Excerpted passage:
⁂

Perhaps this has already been around? I don't know...
Are there any good people-eating cherry trees for central TX? Are there any that are sweet?
Are they invasive?
Cherries
indirt, I've heard of carnivorous plants but not people-eating plants, they sound pretty terrifying! lol
Sorry, I couldn't resist, and I have no idea.
LOL - I had no idea what I was writing! Thanks for clarifying!
A tree nursery owner who is a friend of ours has given up on growing cherries in Central Texas. He thought the roots got too warm and tried deep mulch, but the trees died. My sister had a cherry tree in Amarillo thirty years ago, but I have not seen any others. I think the weather has warmed too much since then. Back then we had four seasons. I don't miss the harsh winters, but I hate the extreme summers.
Sour (pie) cherries are the only cherries recommended for Texas and only for the most northern part of the Texas Panhandle. The chill hour requirement for sweet cherries is not met in Texas. Sustained cold weather between 32º - 45ºF is difficult to achieve. Prolonged warm spells also throw a monkey wrench in the chill hour calculations. Since the fruit matures in late spring and early summer, chances are that the early blooms would be killed by frost.
Indirt-
I have a big beautiful 'bing' cherry tree. It sets fruit every year, (and then drops it, prematurely).
I thought it was because it got too hot, but then I later learned that it needs another cherry tree's pollen to set (and keep) fruit.
The two cherry trees would have to bloom at, or around, the same time.
I'd really like to give my cherry tree a mate, but I'm just out of room for any more trees. Our garden is too "dark" as it is...hard to grow things in the dark!, lol...
Even without fruit, it is a really pretty tree, with great bark. And, the flowers in Spring are just gorgeous.
Stark brothers is a great source for fruit trees, and has a list of cherry trees for sale, including the chilling hours, and compatible pollinators, listed for each one.
The one that I'd need for my bing, would be a very tart/sour one, so just not willing to give up the space for another tree, that is sour...
You are a zone cooler than I am, so you'd have even better luck, than I have had.
Ü
-T
All the reports and people I talk too say that cherry trees will grow in my area San Antonio. However, if I really want the fruit and not just the tree then I would have to provide a decent home, i.e........ potted and controlled growth. I had planned on buying two trees and dwarfing them via pruning this year but ran out of finances and space. Wish I could help better with info.

⁂

Explore the material:
1. According to the cherry thread, which cherries are the only ones recommended for Texas?
2. Copy from the cherry thread the passage that begins at the words "Are there any good" and stops after "the extreme summers.".
3. How would you restate the cherry thread's paragraph beginning "A tree nursery owner who is a friend" more briefly while keeping its main facts?
The listing is separate material with no connection to the cherry thread.

Records shown:
⁂

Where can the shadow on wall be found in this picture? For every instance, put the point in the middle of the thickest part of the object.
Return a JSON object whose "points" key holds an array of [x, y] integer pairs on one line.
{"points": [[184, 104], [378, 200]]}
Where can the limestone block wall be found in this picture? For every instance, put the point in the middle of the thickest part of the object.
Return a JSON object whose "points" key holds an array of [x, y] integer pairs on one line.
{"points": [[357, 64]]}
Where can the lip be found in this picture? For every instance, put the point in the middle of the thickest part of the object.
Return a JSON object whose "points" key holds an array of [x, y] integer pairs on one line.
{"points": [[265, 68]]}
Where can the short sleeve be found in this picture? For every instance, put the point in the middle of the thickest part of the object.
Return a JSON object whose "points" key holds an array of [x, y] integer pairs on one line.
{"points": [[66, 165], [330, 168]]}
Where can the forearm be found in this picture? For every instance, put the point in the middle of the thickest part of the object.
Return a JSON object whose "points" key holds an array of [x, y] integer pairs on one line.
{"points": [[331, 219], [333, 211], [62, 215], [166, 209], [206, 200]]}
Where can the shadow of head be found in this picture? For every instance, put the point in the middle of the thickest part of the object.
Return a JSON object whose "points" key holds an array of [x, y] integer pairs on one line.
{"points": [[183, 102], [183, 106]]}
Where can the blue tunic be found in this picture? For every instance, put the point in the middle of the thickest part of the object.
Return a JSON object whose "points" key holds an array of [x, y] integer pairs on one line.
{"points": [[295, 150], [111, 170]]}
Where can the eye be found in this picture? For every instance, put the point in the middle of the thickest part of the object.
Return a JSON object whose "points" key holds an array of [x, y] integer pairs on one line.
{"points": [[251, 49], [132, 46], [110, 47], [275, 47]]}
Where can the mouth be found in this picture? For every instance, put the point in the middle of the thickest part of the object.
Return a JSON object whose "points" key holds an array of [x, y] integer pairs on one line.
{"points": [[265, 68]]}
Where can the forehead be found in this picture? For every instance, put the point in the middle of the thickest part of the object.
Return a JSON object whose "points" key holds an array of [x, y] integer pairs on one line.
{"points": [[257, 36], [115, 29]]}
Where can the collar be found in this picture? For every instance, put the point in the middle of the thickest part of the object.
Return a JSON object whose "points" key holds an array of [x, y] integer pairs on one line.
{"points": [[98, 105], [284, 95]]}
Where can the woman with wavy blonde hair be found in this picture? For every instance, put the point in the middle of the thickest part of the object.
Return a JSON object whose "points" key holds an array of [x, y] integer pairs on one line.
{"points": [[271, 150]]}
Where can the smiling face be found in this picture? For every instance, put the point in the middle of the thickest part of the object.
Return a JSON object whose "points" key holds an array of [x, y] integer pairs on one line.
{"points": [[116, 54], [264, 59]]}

⁂

Responses to the exercise:
1. Sour (pie) cherries, and only for the most northern part of the Texas Panhandle.

2.
Are there any good people-eating cherry trees for central TX? Are there any that are sweet?
Are they invasive?
Cherries
indirt, I've heard of carnivorous plants but not people-eating plants, they sound pretty terrifying! lol
Sorry, I couldn't resist, and I have no idea.
LOL - I had no idea what I was writing! Thanks for clarifying!
A tree nursery owner who is a friend of ours has given up on growing cherries in Central Texas. He thought the roots got too warm and tried deep mulch, but the trees died. My sister had a cherry tree in Amarillo thirty years ago, but I have not seen any others. I think the weather has warmed too much since then. Back then we had four seasons. I don't miss the harsh winters, but I hate the extreme summers.

3. A friend who owns a tree nursery gave up on growing cherries in Central Texas. He thought the roots got too warm and tried deep mulch, but the trees died. The writer's sister had a cherry tree in Amarillo thirty years ago, and the writer has seen no others. The writer blames the warming weather: there used to be four seasons, and though the harsh winters aren't missed, the extreme summers are hated.